To do » Can you format the lines below as a numbered list, leaving out any blank lines?

Task inputs »
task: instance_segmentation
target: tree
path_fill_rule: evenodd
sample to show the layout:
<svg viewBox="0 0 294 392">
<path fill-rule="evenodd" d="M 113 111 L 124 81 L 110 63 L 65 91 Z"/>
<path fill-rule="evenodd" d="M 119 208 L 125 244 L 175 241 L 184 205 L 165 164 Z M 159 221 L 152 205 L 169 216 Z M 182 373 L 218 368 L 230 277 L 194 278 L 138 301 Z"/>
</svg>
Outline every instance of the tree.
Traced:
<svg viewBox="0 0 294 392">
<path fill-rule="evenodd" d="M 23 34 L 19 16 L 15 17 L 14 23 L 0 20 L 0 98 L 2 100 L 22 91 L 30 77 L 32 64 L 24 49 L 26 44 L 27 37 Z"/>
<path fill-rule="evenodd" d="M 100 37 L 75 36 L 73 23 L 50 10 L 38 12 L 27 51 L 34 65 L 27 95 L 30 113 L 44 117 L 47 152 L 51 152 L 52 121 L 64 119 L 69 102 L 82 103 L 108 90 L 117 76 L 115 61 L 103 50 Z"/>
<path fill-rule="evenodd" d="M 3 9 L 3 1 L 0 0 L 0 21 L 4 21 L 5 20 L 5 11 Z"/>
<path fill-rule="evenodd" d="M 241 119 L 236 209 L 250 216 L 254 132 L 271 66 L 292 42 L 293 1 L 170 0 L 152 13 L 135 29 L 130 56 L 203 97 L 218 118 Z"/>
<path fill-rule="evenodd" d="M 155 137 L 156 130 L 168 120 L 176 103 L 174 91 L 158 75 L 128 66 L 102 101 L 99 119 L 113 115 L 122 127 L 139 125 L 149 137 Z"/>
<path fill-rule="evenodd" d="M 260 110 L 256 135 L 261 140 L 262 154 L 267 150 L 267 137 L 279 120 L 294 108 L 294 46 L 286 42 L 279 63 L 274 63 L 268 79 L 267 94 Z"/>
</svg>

Task output »
1. task: instance_segmentation
2. target: tree
3. path_fill_rule: evenodd
4. sample to show the layout:
5. <svg viewBox="0 0 294 392">
6. <path fill-rule="evenodd" d="M 113 111 L 124 81 L 110 63 L 65 91 Z"/>
7. <path fill-rule="evenodd" d="M 119 208 L 125 244 L 175 241 L 184 205 L 165 164 Z M 159 221 L 152 205 L 169 216 Z M 182 373 L 218 368 L 230 277 L 194 278 L 138 301 Z"/>
8. </svg>
9. Outline every instance of the tree.
10. Traced:
11. <svg viewBox="0 0 294 392">
12. <path fill-rule="evenodd" d="M 23 34 L 19 16 L 15 17 L 14 23 L 0 20 L 0 98 L 2 100 L 22 91 L 30 77 L 32 64 L 24 49 L 26 44 L 27 37 Z"/>
13. <path fill-rule="evenodd" d="M 100 37 L 75 36 L 73 23 L 50 10 L 38 12 L 27 51 L 34 65 L 27 95 L 30 113 L 44 117 L 47 152 L 51 152 L 52 121 L 64 119 L 69 102 L 82 103 L 108 90 L 117 76 L 115 61 L 103 50 Z"/>
14. <path fill-rule="evenodd" d="M 3 9 L 3 1 L 0 0 L 0 21 L 4 21 L 5 20 L 5 11 Z"/>
15. <path fill-rule="evenodd" d="M 241 119 L 236 209 L 250 216 L 254 132 L 271 66 L 292 42 L 293 1 L 170 0 L 152 13 L 135 29 L 130 56 L 203 97 L 218 118 Z"/>
16. <path fill-rule="evenodd" d="M 155 137 L 156 130 L 168 120 L 176 103 L 174 91 L 158 75 L 128 66 L 102 101 L 99 119 L 113 115 L 122 127 L 139 125 L 149 137 Z"/>
17. <path fill-rule="evenodd" d="M 260 110 L 256 135 L 261 140 L 262 154 L 267 150 L 267 137 L 279 120 L 294 108 L 294 46 L 286 42 L 279 63 L 274 63 L 268 79 L 267 94 Z"/>
18. </svg>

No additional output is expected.